::: RECORDS
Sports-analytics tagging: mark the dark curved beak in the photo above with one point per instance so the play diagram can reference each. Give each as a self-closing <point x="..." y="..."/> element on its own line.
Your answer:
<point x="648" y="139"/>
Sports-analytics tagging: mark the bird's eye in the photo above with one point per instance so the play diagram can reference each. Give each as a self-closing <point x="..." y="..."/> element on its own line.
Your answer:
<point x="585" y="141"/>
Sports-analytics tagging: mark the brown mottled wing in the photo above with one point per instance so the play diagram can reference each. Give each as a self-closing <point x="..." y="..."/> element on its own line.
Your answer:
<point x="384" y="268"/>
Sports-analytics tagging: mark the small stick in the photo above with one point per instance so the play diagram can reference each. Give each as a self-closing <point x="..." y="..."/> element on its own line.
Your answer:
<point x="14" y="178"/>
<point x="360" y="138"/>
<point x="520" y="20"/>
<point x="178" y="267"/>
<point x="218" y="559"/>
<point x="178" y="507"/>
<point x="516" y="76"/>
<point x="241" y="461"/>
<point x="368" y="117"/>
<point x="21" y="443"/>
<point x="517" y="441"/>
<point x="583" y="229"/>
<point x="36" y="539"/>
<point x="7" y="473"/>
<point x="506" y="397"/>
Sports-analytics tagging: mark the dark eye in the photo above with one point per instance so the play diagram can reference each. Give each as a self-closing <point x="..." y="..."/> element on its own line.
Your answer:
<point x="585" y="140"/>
::::::
Please copy out the entries above word for word, keeping each line unchanged and in its original order.

◆ SOLUTION FOR THIS EXERCISE:
Sports-analytics tagging: mark the dark curved beak in the photo above with one point per instance so the play diagram can reference each. Give each as a self-closing <point x="..." y="..."/> element on its own line.
Your answer:
<point x="648" y="139"/>
Sports-analytics tagging: mark the bird's eye in the photo above with one point per instance so the play diagram can reference each. Give each as a self-closing <point x="..." y="..."/> element on its own line.
Your answer:
<point x="585" y="141"/>
Sports-analytics tagging: mark the brown mottled wing in the photo above with one point per instance so the play diagram can reference each. Give each as a self-closing <point x="..." y="..."/> element on its own line.
Your answer:
<point x="384" y="268"/>
Sports-analytics tagging: mark the small stick in the photo above with one point per instance so the play diagram can reference each. Give each as a self-closing <point x="..." y="..."/> element on its own line.
Your answer:
<point x="14" y="178"/>
<point x="360" y="138"/>
<point x="520" y="20"/>
<point x="178" y="267"/>
<point x="218" y="559"/>
<point x="178" y="507"/>
<point x="516" y="76"/>
<point x="241" y="461"/>
<point x="368" y="117"/>
<point x="21" y="443"/>
<point x="517" y="441"/>
<point x="583" y="229"/>
<point x="36" y="539"/>
<point x="7" y="473"/>
<point x="506" y="397"/>
Sports-analytics tagging: mark the dark eye in the photo above with one point per instance so the play diagram can reference each. Give each as a self-closing <point x="..." y="..."/> element on its own line.
Your answer:
<point x="585" y="140"/>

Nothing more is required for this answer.